_Auszug:_
┌──

Rabien und die Zeitgeschichte

Ein farbiger Spiegel der Geschichte unseres Hauses zwischen 1905 und 1955 - und zugleich der Zeitgeschichte - erschien 1955 als Sonntagsserie der BERLINER MORGENPOST unter dem Titel:

"In Potsdam mal konditern gehn..." Geschichte aus 5 Jahrzehnten – erlebt im Café Rabien.

Hier können Sie alle Folgen der 13-teiligen Serie nachlesen

Folge 5 / 13

  • Konditorn in Sanssouci


In Potsdam mal konditern gehn

Geschichte aus 5 Jahrzehnten – erlebt im Café Rabien / von Franz Born, erschienen 1955 als Sonntagsserie der BERLINER MORGENPOST

Teil V - Die Kaiserin kehrte heim

Der Krieg war verloren; in Potsdam konnte man es nicht fassen, daß der Kaiser abgedankt hatte. Von der Revolution am 8. November war in der Stadt selbst wenig zu merken. Nur etwas für die Potsdamer Ungeheuerliches geschah: das Lehr-Infanterie-Bataillon, die Wachtruppe des Kaisers am Neuen Palais, zerstreute sich, nachdem vorher noch die Standarte der Kaiserin heruntergeholt worden war. Mit einem Schlag schien alle Tradition vergessen und versunken.

Und dann überstürzte sich alles; von Berlin kamen die tollsten Gerüchte herüber. Auch in Potsdam erschienen randalierende Haufen, die sich die unsichere Zeitlage zunutze machten. Doch während man in Berlin atemlos den Wirbel des Neuen miterlebte, lag ganz Potsdam wie in einem gespenstischen grauen Licht.

└──

_Datenteil:_
┌──

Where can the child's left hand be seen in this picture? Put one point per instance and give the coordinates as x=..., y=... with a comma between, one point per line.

└──

_Übungsaufgaben:_
a – Prüfen Sie, ob die folgenden Aussagen mit dem Auszug über das Café Rabien und die Zeitgeschichte übereinstimmen: (i) Die Serie erschien 1955 als Sonntagsserie der BERLINER MORGENPOST. (ii) Von der Revolution am 8. November war in Potsdam selbst viel zu spüren. (iii) Die Serie bestand aus zehn Folgen. Antworten Sie jeweils mit Ja oder Nein und führen Sie die entscheidende Textstelle wörtlich an.
b – Schreiben Sie den Auszug über das Café Rabien und die Zeitgeschichte im Anschluss an seinen letzten Satz weiter.

_Lösungen nach Aufgaben:_
a –
(i) Ja: „erschien 1955 als Sonntagsserie der BERLINER MORGENPOST“
(ii) Nein: „Von der Revolution am 8. November war in der Stadt selbst wenig zu merken.“
(iii) Nein: „Hier können Sie alle Folgen der 13-teiligen Serie nachlesen“

b –
Die Kaiserin mußte das Neue Palais verlassen. „Dieser trübe November 1918!“ schreibt ein Potsdamer Chronist dieser Zeit, Ludwig Sternaux, in seinem Potsdambuch. „In letztem welken Flor das Neue Palais, der Park entblättert, tot die Wege zwischen den kahlen Bäumen. Und grau, trist, mit dünnem Nebel vor den Fenstern, der Morgen des 14. November. Im Muschelsaal versammelt sich das Personal, zögernd und bedrückt. Und dann tritt die Kaiserin ein, schlohweiß, verhärmt; Prinz Eitel Friedrich muß sie stützen. Hier im Muschelsaal, in dem immer die Weihnachtsfeier stattfand, wo sie ihrem Personal beschert hat, nimmt sie Abschied.“

Schweigend und bedrückt standen die Potsdamer an der Nauener Straße Spalier, als 1919 die heimgekehrten Gardetruppen noch einmal durch die Stadt zogen. Es war alles so unfaßbar anders geworden. Im ausgeräumten Stadtschloß saß ein neuer Magistrat, grau und ärmlich erschienen auf einmal die Häuserfassaden.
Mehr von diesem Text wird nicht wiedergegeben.